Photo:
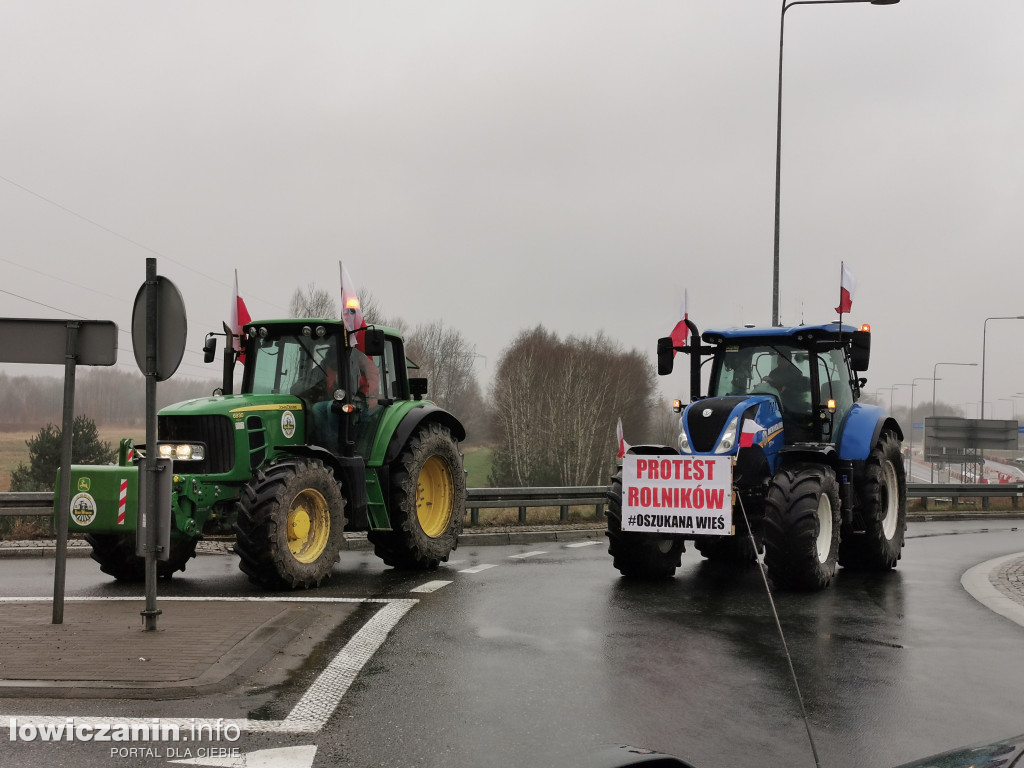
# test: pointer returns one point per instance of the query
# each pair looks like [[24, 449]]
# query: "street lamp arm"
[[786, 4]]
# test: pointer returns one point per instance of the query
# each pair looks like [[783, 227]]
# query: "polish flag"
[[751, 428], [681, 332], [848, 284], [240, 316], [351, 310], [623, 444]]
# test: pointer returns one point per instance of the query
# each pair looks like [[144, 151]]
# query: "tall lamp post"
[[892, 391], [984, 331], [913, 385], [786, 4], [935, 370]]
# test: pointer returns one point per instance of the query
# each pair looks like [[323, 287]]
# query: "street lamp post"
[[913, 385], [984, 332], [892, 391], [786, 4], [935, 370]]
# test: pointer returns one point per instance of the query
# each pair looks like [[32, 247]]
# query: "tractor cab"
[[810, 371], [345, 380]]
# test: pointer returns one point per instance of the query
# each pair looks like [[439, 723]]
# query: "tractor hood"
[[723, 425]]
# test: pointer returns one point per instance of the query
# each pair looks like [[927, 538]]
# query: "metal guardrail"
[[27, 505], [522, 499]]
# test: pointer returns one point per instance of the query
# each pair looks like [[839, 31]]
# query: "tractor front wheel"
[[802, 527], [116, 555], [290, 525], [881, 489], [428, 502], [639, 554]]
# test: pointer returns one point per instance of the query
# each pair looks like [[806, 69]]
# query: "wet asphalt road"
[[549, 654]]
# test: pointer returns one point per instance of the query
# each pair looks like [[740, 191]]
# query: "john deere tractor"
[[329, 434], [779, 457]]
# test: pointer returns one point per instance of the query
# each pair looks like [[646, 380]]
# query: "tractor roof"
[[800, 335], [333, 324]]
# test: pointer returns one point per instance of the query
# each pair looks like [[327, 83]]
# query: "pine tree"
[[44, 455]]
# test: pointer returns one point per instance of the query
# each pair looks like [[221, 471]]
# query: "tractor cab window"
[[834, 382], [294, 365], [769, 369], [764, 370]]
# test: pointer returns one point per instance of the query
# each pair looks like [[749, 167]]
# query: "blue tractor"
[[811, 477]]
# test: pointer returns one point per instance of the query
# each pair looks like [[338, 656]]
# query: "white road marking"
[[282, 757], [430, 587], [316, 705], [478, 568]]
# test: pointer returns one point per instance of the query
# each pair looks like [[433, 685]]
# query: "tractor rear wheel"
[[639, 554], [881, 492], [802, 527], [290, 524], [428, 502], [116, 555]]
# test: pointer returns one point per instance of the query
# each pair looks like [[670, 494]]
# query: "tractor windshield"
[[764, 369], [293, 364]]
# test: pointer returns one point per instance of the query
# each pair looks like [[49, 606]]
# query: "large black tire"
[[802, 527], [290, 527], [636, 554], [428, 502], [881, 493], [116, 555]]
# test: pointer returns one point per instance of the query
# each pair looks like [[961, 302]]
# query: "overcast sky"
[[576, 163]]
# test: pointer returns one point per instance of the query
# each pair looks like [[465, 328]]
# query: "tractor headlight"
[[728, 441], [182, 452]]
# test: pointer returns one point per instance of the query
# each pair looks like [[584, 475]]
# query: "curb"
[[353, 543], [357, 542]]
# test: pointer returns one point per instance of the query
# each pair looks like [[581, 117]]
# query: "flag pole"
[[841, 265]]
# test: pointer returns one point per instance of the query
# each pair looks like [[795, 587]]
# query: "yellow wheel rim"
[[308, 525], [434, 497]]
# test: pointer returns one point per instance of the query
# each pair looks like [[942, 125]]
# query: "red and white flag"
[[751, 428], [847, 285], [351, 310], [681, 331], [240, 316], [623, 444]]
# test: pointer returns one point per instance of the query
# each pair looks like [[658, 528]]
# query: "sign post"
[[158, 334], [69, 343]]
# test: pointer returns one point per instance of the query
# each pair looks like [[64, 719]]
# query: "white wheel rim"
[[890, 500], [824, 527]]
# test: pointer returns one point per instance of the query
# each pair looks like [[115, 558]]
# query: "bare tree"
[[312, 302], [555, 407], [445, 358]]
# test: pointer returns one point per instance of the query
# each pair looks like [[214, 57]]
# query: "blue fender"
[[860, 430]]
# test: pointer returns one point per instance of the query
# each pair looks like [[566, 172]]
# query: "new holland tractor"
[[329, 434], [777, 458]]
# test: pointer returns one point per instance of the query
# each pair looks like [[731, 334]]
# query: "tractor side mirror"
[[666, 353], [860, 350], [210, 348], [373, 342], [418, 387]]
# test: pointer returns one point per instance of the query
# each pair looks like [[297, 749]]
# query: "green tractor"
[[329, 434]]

───

▶ _EXERCISE AIM_
What the records say must be written out exactly, with none of their pictures.

▶ _SOLUTION FOR THIS TASK_
Photo:
# test: pointer returns one point per instance of the query
# each pair looks like [[24, 449]]
# query: "street lamp arm"
[[786, 4]]
# test: pointer returns one point per instance of the query
# each pair looks like [[783, 227]]
# query: "polish flag"
[[751, 428], [681, 332], [848, 284], [240, 316], [351, 310], [623, 444]]
# test: pointer returns one point per instance of the query
# each pair looks like [[144, 151]]
# query: "tall lamp post"
[[892, 391], [984, 331], [913, 385], [786, 4], [935, 370]]
# test: pointer returns one point per instance of the query
# each pair looks like [[323, 287]]
# query: "street lamp post"
[[913, 385], [984, 332], [892, 391], [786, 4], [935, 370]]
# test: pointer returns one point per instance of the query
# each pair looks like [[32, 247]]
# query: "tractor cab"
[[810, 371], [345, 380]]
# test: pointer returns one point per instance of the query
# each pair looks like [[439, 723]]
# query: "tractor hood"
[[723, 425]]
# test: pointer returns one point per instance of the query
# each pair looks like [[927, 538]]
# query: "metal guardrail"
[[27, 505], [522, 499]]
# test: pointer returns one point per instance of the query
# each pair looks like [[839, 31]]
# query: "tractor front wheel"
[[802, 527], [116, 555], [290, 525], [881, 489], [428, 502], [639, 554]]
# test: pointer returns one point per instance of the query
# each pair looks like [[806, 69]]
# query: "wet asphalt road"
[[549, 654]]
# test: pointer returns one point per instance of the query
# each pair looks like [[740, 191]]
# query: "john deere tractor"
[[329, 434], [779, 457]]
# test: pointer returns one point per instance of the query
# each pair looks like [[646, 380]]
# query: "tractor roof"
[[800, 335], [333, 324]]
# test: pointer returns one point per instance of the query
# each pair looks like [[327, 83]]
# query: "pine tree"
[[44, 455]]
# test: pointer returns one point per instance of the query
# each pair looks like [[221, 471]]
# query: "tractor cab window"
[[834, 382], [294, 365], [769, 369], [764, 370]]
# test: pointer returns one point per instance of the query
# each pair looks like [[749, 167]]
# query: "blue tractor"
[[811, 477]]
# test: pointer returns one point per instance of the query
# each pair looks like [[338, 656]]
# query: "white road marking"
[[282, 757], [430, 587], [316, 705], [478, 568]]
# test: pointer returns one point per instance of the query
# each pair looks like [[433, 685]]
# query: "tractor rear wheel"
[[639, 554], [881, 492], [802, 527], [290, 524], [428, 502], [116, 555]]
# test: pointer returns one point per instance of the query
# each pair looks like [[670, 494]]
# query: "tractor windshield"
[[764, 369], [293, 364]]
# test: pointer returns one point per instance of the query
# each pair looks like [[49, 606]]
# query: "large black tire"
[[802, 527], [290, 527], [636, 554], [428, 502], [881, 493], [116, 555]]
# test: pointer returns one point per instance of the query
# each pair looks like [[961, 302]]
# query: "overcast sky"
[[576, 163]]
# test: pointer returns one point per instance of the query
# each pair looks like [[465, 328]]
# query: "tractor headlight"
[[728, 441], [182, 452]]
# test: pointer returns one point per instance of the query
# each pair looks like [[584, 475]]
# query: "curb"
[[353, 543], [357, 542]]
# test: pointer returns one point per instance of the query
# each pair looks like [[581, 117]]
# query: "flag pole"
[[841, 265]]
# test: pointer returns one point per instance of the query
# each pair looks like [[795, 587]]
# query: "yellow wheel rim"
[[308, 525], [434, 497]]
# test: pointer returns one point per instance of the query
# each pair looks like [[942, 125]]
# query: "red and white flag"
[[751, 428], [847, 285], [351, 310], [681, 331], [240, 316], [623, 444]]
# test: pointer returns one point per instance of the query
# each pair looks like [[658, 528]]
# query: "sign post"
[[158, 334], [69, 343]]
# test: pointer returns one point per instance of the query
# each pair looks like [[64, 719]]
# query: "white wheel rim"
[[890, 500], [824, 527]]
# test: pointer returns one point per instance of the query
# each pair looks like [[115, 558]]
# query: "bare tree"
[[312, 302], [555, 407], [445, 358]]
# test: pointer returns one point per instance of the query
# each pair looks like [[214, 57]]
# query: "blue fender"
[[860, 430]]
# test: pointer returns one point per instance of the query
# each pair looks like [[566, 172]]
# query: "new holland tractor"
[[329, 434], [777, 458]]
# test: pointer returns one point per instance of the query
# each pair looks like [[731, 334]]
# query: "tractor side mirror"
[[666, 353], [860, 350], [210, 348], [373, 342], [418, 387]]
# test: pointer returns one point per instance of the query
# each pair looks like [[297, 749]]
# query: "green tractor"
[[329, 434]]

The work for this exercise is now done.